* _The problem_
All lines from the one containing "Target: concrete sidewalk" through the last line below must be duplicated exactly, with nothing outside that span.

____________________

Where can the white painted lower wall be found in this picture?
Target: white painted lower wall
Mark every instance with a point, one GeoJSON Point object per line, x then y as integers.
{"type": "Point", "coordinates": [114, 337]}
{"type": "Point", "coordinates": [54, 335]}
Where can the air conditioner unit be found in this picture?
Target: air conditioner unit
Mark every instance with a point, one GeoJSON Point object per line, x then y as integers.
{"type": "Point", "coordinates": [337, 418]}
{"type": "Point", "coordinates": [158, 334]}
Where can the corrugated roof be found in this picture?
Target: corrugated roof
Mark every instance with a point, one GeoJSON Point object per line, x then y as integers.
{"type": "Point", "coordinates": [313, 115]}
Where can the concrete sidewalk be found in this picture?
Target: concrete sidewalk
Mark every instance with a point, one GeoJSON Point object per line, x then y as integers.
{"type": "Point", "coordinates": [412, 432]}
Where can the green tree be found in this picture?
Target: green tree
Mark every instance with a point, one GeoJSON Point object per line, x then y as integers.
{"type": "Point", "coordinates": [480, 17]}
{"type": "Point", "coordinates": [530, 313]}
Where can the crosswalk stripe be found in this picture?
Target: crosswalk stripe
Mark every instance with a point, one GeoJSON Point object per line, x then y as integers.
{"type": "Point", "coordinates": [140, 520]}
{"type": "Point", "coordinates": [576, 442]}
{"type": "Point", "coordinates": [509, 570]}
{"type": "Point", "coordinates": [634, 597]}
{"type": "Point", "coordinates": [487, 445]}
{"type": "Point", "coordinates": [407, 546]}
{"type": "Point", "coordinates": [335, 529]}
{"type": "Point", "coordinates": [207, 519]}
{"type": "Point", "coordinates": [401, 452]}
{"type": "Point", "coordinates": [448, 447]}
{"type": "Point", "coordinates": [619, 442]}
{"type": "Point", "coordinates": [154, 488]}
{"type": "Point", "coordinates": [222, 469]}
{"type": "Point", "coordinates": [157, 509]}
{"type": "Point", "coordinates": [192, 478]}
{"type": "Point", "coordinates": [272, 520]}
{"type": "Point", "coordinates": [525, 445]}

____________________

* _Written answer_
Target: concrete sidewalk
Mark every instance with a point, one GeoJSON Point object per line, x then y as integers.
{"type": "Point", "coordinates": [412, 432]}
Where can the green tree be found in this picture?
Target: green tree
Mark every instance with a point, one GeoJSON Point object per line, x then y as integers.
{"type": "Point", "coordinates": [480, 17]}
{"type": "Point", "coordinates": [530, 313]}
Where can the crosswalk stripe be found in this picture?
Target: crosswalk stripe
Mark every instance with a point, one GeoJSON Point object per line, x then y as integers.
{"type": "Point", "coordinates": [140, 520]}
{"type": "Point", "coordinates": [576, 442]}
{"type": "Point", "coordinates": [509, 570]}
{"type": "Point", "coordinates": [634, 597]}
{"type": "Point", "coordinates": [487, 445]}
{"type": "Point", "coordinates": [407, 546]}
{"type": "Point", "coordinates": [335, 529]}
{"type": "Point", "coordinates": [207, 519]}
{"type": "Point", "coordinates": [401, 452]}
{"type": "Point", "coordinates": [448, 447]}
{"type": "Point", "coordinates": [619, 442]}
{"type": "Point", "coordinates": [154, 488]}
{"type": "Point", "coordinates": [222, 469]}
{"type": "Point", "coordinates": [157, 509]}
{"type": "Point", "coordinates": [192, 478]}
{"type": "Point", "coordinates": [272, 520]}
{"type": "Point", "coordinates": [525, 445]}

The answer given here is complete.